• Extracted records:

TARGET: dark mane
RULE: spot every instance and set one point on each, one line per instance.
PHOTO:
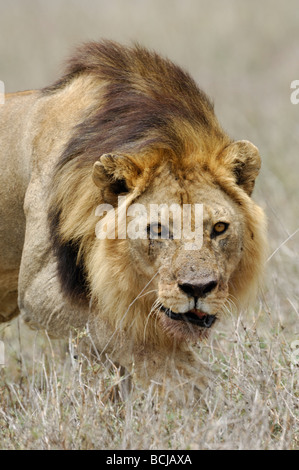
(148, 103)
(147, 99)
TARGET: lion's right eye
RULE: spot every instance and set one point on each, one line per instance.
(219, 228)
(157, 230)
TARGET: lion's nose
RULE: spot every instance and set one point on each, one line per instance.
(198, 289)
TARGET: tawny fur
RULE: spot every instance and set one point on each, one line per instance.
(123, 121)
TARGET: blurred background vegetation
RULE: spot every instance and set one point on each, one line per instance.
(244, 54)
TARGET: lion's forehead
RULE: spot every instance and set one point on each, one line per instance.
(169, 196)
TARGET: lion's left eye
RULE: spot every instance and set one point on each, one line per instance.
(219, 228)
(157, 230)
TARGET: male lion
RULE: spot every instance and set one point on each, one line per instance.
(125, 122)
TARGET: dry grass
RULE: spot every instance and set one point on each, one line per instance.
(246, 59)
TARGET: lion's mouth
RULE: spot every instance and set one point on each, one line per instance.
(194, 316)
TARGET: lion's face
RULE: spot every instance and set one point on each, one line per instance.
(178, 271)
(190, 281)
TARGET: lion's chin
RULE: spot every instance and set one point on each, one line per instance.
(191, 326)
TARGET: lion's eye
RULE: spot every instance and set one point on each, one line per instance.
(219, 228)
(156, 230)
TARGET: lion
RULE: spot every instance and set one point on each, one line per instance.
(125, 128)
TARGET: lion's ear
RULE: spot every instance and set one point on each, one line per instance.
(114, 175)
(245, 162)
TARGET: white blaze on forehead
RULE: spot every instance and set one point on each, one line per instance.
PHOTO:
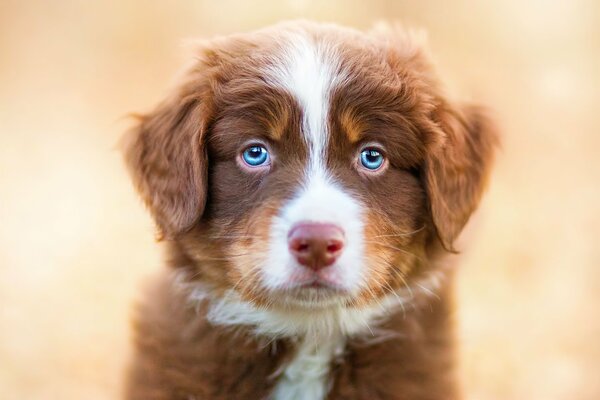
(309, 69)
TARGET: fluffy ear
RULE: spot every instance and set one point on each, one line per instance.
(167, 160)
(456, 172)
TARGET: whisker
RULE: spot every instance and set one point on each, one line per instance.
(396, 248)
(401, 234)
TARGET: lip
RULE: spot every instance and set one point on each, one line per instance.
(316, 283)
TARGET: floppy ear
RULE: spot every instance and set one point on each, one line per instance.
(456, 171)
(167, 160)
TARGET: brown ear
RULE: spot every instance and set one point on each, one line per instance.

• Problem description: Beginning with the first line of the records, write out every line up to and including the one with "TARGET: blurred background vegetation", exactly, and omit all pictures.

• Your response:
TARGET: dark mane
RULE: spot every instance and set one point on each, one line per instance.
PHOTO:
(148, 103)
(147, 99)
TARGET: lion's right eye
RULE: spot every instance and set one point on each, one line per instance.
(219, 228)
(157, 230)
TARGET: lion's nose
RULE: spot every instance and set one point on each, one line per instance.
(198, 289)
TARGET: tawny fur
RULE: spot every instance and set one point on each, one line per instance.
(123, 121)
TARGET: blurred background vegetation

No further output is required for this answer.